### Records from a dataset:

=======

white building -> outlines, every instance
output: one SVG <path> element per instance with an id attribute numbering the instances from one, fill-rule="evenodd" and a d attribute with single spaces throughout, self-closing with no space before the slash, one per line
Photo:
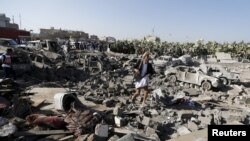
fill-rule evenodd
<path id="1" fill-rule="evenodd" d="M 0 27 L 18 29 L 18 25 L 15 23 L 10 23 L 10 18 L 6 17 L 5 14 L 2 13 L 0 13 Z"/>

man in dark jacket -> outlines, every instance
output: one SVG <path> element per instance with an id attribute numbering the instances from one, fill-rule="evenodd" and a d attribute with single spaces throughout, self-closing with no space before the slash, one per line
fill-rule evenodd
<path id="1" fill-rule="evenodd" d="M 12 67 L 12 53 L 13 50 L 8 48 L 6 53 L 0 56 L 0 60 L 2 61 L 2 68 L 4 72 L 4 79 L 10 78 L 10 75 L 13 75 L 14 80 L 16 80 L 16 74 Z"/>
<path id="2" fill-rule="evenodd" d="M 134 76 L 136 79 L 135 88 L 136 92 L 132 96 L 132 101 L 135 101 L 135 98 L 140 95 L 141 90 L 144 90 L 143 105 L 145 104 L 148 94 L 149 94 L 149 75 L 154 73 L 152 64 L 149 63 L 149 52 L 143 54 L 143 60 L 139 61 L 134 67 Z"/>

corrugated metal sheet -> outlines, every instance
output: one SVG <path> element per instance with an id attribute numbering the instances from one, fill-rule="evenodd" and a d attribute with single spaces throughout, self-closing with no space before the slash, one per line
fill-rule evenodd
<path id="1" fill-rule="evenodd" d="M 0 27 L 0 38 L 19 39 L 20 37 L 30 37 L 30 32 L 25 30 Z"/>

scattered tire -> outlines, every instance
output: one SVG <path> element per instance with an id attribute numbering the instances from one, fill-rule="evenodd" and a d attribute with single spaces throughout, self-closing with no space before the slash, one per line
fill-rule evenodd
<path id="1" fill-rule="evenodd" d="M 171 83 L 175 83 L 177 81 L 177 78 L 174 74 L 171 74 L 171 75 L 169 75 L 168 80 Z"/>
<path id="2" fill-rule="evenodd" d="M 201 84 L 201 87 L 203 90 L 210 90 L 212 88 L 212 85 L 210 82 L 208 81 L 204 81 L 202 84 Z"/>
<path id="3" fill-rule="evenodd" d="M 221 77 L 220 80 L 222 81 L 222 84 L 228 85 L 228 80 L 225 77 Z"/>

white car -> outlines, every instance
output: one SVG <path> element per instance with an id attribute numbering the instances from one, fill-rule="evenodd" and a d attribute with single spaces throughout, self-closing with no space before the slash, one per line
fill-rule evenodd
<path id="1" fill-rule="evenodd" d="M 212 87 L 222 86 L 221 81 L 213 76 L 204 74 L 199 68 L 177 66 L 170 67 L 165 71 L 170 82 L 182 81 L 201 86 L 204 90 L 210 90 Z"/>

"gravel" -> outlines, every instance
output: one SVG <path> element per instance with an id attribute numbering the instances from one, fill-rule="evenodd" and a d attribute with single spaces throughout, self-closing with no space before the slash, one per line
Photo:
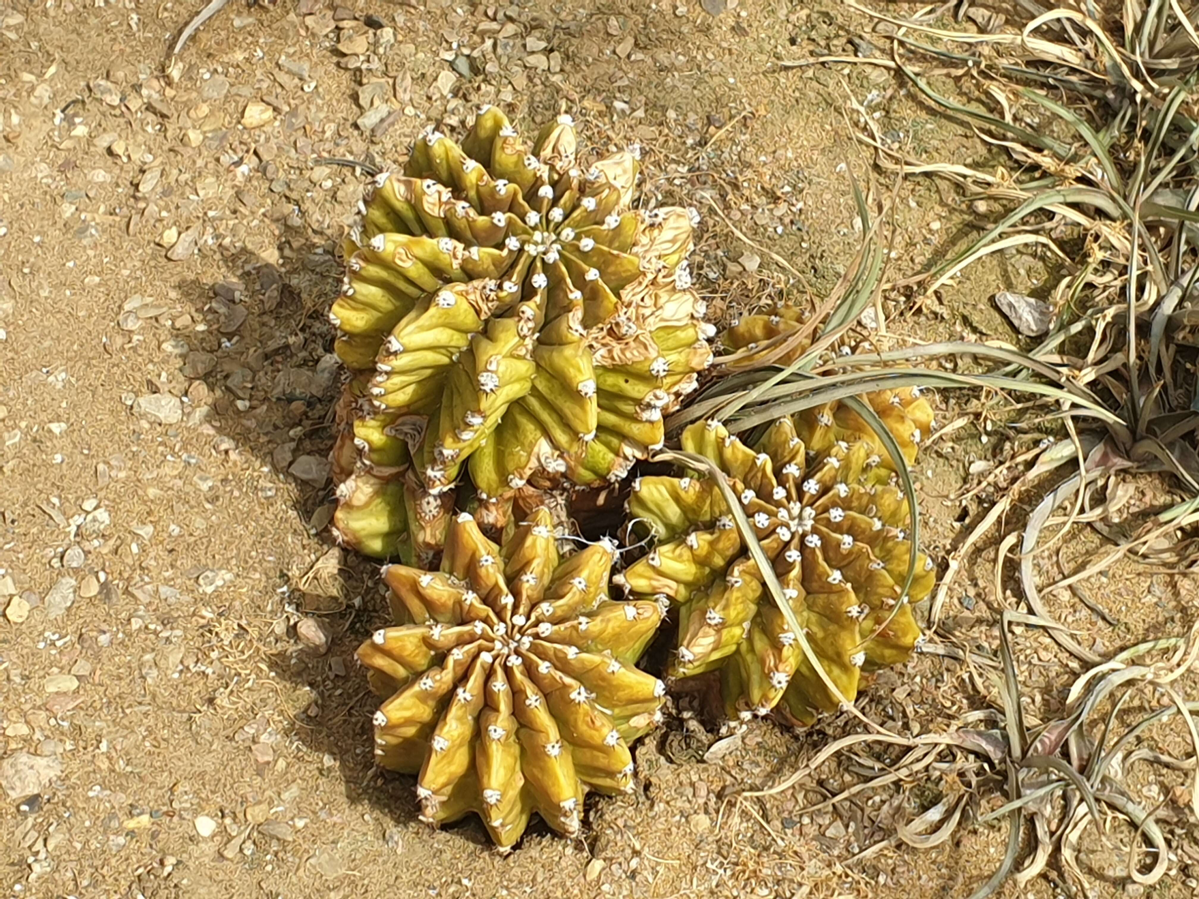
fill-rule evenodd
<path id="1" fill-rule="evenodd" d="M 169 393 L 146 393 L 133 400 L 133 414 L 158 424 L 177 424 L 183 420 L 183 403 Z"/>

=======

### YOUR TASK:
Repeat every item above word for word, leaving out the pictures.

### OUTPUT OF THE EXERCISE:
white building -> outlines, every instance
output: one SVG <path> element per instance with an id attribute numbering the instances from one, fill-rule="evenodd" and a d attribute with single spaces throughout, self-closing with no space before the slash, one per line
Photo:
fill-rule evenodd
<path id="1" fill-rule="evenodd" d="M 0 27 L 18 29 L 18 25 L 15 23 L 10 23 L 10 18 L 6 17 L 5 14 L 2 13 L 0 13 Z"/>

man in dark jacket -> outlines, every instance
output: one SVG <path> element per instance with an id attribute numbering the instances from one, fill-rule="evenodd" and a d attribute with single spaces throughout, self-closing with no space before the slash, one per line
fill-rule evenodd
<path id="1" fill-rule="evenodd" d="M 12 67 L 12 53 L 13 50 L 8 48 L 6 53 L 0 56 L 0 60 L 2 61 L 2 68 L 4 72 L 4 79 L 10 78 L 10 75 L 13 75 L 14 80 L 16 80 L 16 74 Z"/>
<path id="2" fill-rule="evenodd" d="M 134 76 L 136 79 L 135 88 L 136 92 L 132 96 L 132 101 L 135 101 L 135 98 L 140 95 L 141 90 L 144 90 L 143 105 L 145 104 L 148 94 L 149 94 L 149 75 L 154 73 L 152 64 L 149 63 L 149 52 L 143 54 L 143 60 L 139 61 L 134 67 Z"/>

corrugated metal sheet -> outlines, every instance
output: one SVG <path> element per instance with an id attribute numbering the instances from one, fill-rule="evenodd" and a d attribute with single spaces throughout, self-closing with no space before the slash, one per line
fill-rule evenodd
<path id="1" fill-rule="evenodd" d="M 0 27 L 0 38 L 19 39 L 20 37 L 30 37 L 30 32 L 25 30 Z"/>

scattered tire -> outlines, every instance
output: one SVG <path> element per instance with an id attribute numbering the instances from one, fill-rule="evenodd" and a d attribute with single spaces throughout, self-closing with no space before the slash, one per line
fill-rule evenodd
<path id="1" fill-rule="evenodd" d="M 171 83 L 175 83 L 177 81 L 177 78 L 174 74 L 171 74 L 171 75 L 169 75 L 168 80 Z"/>
<path id="2" fill-rule="evenodd" d="M 201 84 L 201 87 L 203 90 L 210 90 L 212 88 L 212 85 L 210 82 L 208 81 L 204 81 L 202 84 Z"/>
<path id="3" fill-rule="evenodd" d="M 221 77 L 220 80 L 222 81 L 222 84 L 228 85 L 228 80 L 225 77 Z"/>

white car -> outlines, every instance
output: one SVG <path> element per instance with an id attribute numbering the instances from one, fill-rule="evenodd" and a d attribute with single spaces throughout, self-closing with no space before the slash, one per line
fill-rule evenodd
<path id="1" fill-rule="evenodd" d="M 212 87 L 222 86 L 221 81 L 213 76 L 204 74 L 199 68 L 177 66 L 170 67 L 165 71 L 170 82 L 182 81 L 201 86 L 204 90 L 210 90 Z"/>

"gravel" -> outlines, every instance
output: one SVG <path> element per instance with an id attribute numbering the instances from one, fill-rule="evenodd" and a d attribute with single spaces throughout, self-closing with no space before the slash, one per line
Photo:
fill-rule evenodd
<path id="1" fill-rule="evenodd" d="M 169 393 L 146 393 L 133 400 L 133 414 L 158 424 L 177 424 L 183 420 L 183 403 Z"/>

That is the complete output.